*** Opening of Extracted information ***

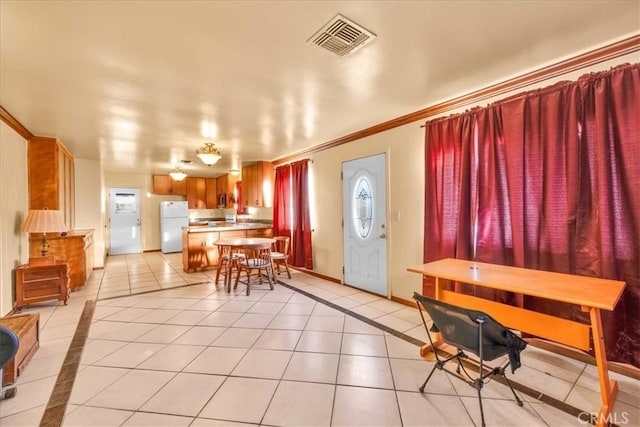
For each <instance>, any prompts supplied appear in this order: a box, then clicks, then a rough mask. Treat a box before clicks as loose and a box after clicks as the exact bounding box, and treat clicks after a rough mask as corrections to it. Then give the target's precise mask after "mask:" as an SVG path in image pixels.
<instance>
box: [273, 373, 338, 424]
mask: <svg viewBox="0 0 640 427" xmlns="http://www.w3.org/2000/svg"><path fill="white" fill-rule="evenodd" d="M334 389H335V386H334V385H329V384H312V383H299V382H290V381H282V382H281V383H280V384H279V385H278V389H277V390H276V393H275V394H274V396H273V400H272V401H271V404H270V405H269V409H268V410H267V413H266V414H265V416H264V420H263V424H266V425H278V426H310V427H321V426H329V425H331V412H332V406H333V396H334V392H335V391H334Z"/></svg>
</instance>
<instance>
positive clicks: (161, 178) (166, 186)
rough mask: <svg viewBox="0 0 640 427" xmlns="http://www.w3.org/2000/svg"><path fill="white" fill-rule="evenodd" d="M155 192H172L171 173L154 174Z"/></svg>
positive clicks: (153, 183) (168, 194)
mask: <svg viewBox="0 0 640 427" xmlns="http://www.w3.org/2000/svg"><path fill="white" fill-rule="evenodd" d="M185 188H186V183H185ZM153 194H164V195H169V194H171V177H170V176H169V175H154V176H153Z"/></svg>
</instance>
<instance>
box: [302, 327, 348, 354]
mask: <svg viewBox="0 0 640 427" xmlns="http://www.w3.org/2000/svg"><path fill="white" fill-rule="evenodd" d="M341 344H342V334H341V333H339V332H320V331H304V332H303V333H302V336H301V337H300V341H298V345H296V351H311V352H315V353H340V345H341Z"/></svg>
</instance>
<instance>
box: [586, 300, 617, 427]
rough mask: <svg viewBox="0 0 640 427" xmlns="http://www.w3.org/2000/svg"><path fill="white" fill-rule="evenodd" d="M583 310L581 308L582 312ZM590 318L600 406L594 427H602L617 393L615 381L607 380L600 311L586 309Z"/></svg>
mask: <svg viewBox="0 0 640 427" xmlns="http://www.w3.org/2000/svg"><path fill="white" fill-rule="evenodd" d="M584 309H585V308H583V310H584ZM586 309H587V310H589V315H590V316H591V330H592V333H593V350H594V353H595V357H596V367H597V369H598V380H599V382H600V399H601V402H602V406H601V407H600V411H599V412H598V418H597V420H596V425H597V426H598V427H604V426H606V425H607V424H608V421H609V415H610V414H611V411H612V410H613V403H614V402H615V400H616V393H617V392H618V383H617V381H614V380H610V379H609V366H608V363H607V354H606V351H605V347H604V335H603V331H602V318H601V316H600V309H598V308H586Z"/></svg>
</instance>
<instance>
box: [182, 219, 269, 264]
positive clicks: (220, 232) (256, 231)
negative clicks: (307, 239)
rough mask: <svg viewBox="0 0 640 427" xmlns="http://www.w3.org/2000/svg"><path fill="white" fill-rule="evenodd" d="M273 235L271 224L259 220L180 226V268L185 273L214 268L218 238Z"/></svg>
mask: <svg viewBox="0 0 640 427" xmlns="http://www.w3.org/2000/svg"><path fill="white" fill-rule="evenodd" d="M237 237H273V226H272V225H271V224H264V223H259V222H235V223H234V222H224V221H220V222H215V223H213V224H212V225H191V226H188V227H182V269H183V270H184V271H186V272H187V273H193V272H196V271H204V270H211V269H215V268H216V267H217V265H218V248H217V247H216V245H214V244H213V242H215V241H216V240H218V239H226V238H237Z"/></svg>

*** Close of Extracted information ***

Prompt: Hand back the data above exactly, with no images.

Task answer:
For each <instance>, any prompts supplied appear in this order: a box, then clicks, then a rough mask. Treat a box before clicks as loose and a box after clicks as the exact bounding box, and treat clicks after a rough mask as corrections to it. Then give the target's precise mask after "mask:" as an SVG path in image pixels.
<instance>
box: [273, 373, 338, 424]
mask: <svg viewBox="0 0 640 427" xmlns="http://www.w3.org/2000/svg"><path fill="white" fill-rule="evenodd" d="M334 389H335V386H334V385H329V384H312V383H299V382H290V381H282V382H281V383H280V384H279V385H278V389H277V390H276V393H275V394H274V396H273V400H272V401H271V404H270V405H269V409H268V410H267V413H266V414H265V416H264V420H263V424H266V425H278V426H310V427H321V426H329V425H331V412H332V406H333V396H334V392H335V391H334Z"/></svg>
</instance>
<instance>
positive clicks: (161, 178) (166, 186)
rough mask: <svg viewBox="0 0 640 427" xmlns="http://www.w3.org/2000/svg"><path fill="white" fill-rule="evenodd" d="M155 192H172L171 173L154 174Z"/></svg>
positive clicks: (153, 183) (168, 194)
mask: <svg viewBox="0 0 640 427" xmlns="http://www.w3.org/2000/svg"><path fill="white" fill-rule="evenodd" d="M185 188H186V183H185ZM153 194H164V195H169V194H171V177H170V176H169V175H154V176H153Z"/></svg>
</instance>
<instance>
box: [302, 327, 348, 354]
mask: <svg viewBox="0 0 640 427" xmlns="http://www.w3.org/2000/svg"><path fill="white" fill-rule="evenodd" d="M341 344H342V334H341V333H339V332H320V331H304V332H303V333H302V336H301V337H300V341H298V345H296V351H311V352H315V353H340V345H341Z"/></svg>
</instance>
<instance>
box: [586, 300, 617, 427]
rough mask: <svg viewBox="0 0 640 427" xmlns="http://www.w3.org/2000/svg"><path fill="white" fill-rule="evenodd" d="M583 310L581 308L582 312ZM590 318L600 406L594 427H602L617 393L615 381L607 380L600 311L586 309Z"/></svg>
mask: <svg viewBox="0 0 640 427" xmlns="http://www.w3.org/2000/svg"><path fill="white" fill-rule="evenodd" d="M584 309H585V308H583V310H584ZM586 309H587V310H589V315H590V316H591V330H592V333H593V350H594V353H595V357H596V367H597V369H598V380H599V382H600V399H601V402H602V406H601V407H600V411H599V412H598V418H597V420H596V425H597V426H598V427H604V426H606V425H607V424H608V421H609V415H610V414H611V411H612V410H613V403H614V402H615V400H616V393H617V392H618V383H617V381H614V380H610V379H609V366H608V363H607V354H606V351H605V347H604V335H603V331H602V318H601V316H600V309H598V308H586Z"/></svg>
</instance>
<instance>
box: [182, 219, 269, 264]
positive clicks: (220, 232) (256, 231)
negative clicks: (307, 239)
rough mask: <svg viewBox="0 0 640 427" xmlns="http://www.w3.org/2000/svg"><path fill="white" fill-rule="evenodd" d="M273 235L271 224L259 220L180 226V268L185 273L214 268L218 238Z"/></svg>
mask: <svg viewBox="0 0 640 427" xmlns="http://www.w3.org/2000/svg"><path fill="white" fill-rule="evenodd" d="M237 237H273V226H272V225H271V224H264V223H259V222H235V223H234V222H224V221H220V222H215V223H213V224H212V225H191V226H188V227H182V269H183V270H184V271H186V272H187V273H193V272H196V271H204V270H211V269H215V268H216V267H217V265H218V248H217V247H216V245H214V244H213V242H215V241H216V240H218V239H226V238H237Z"/></svg>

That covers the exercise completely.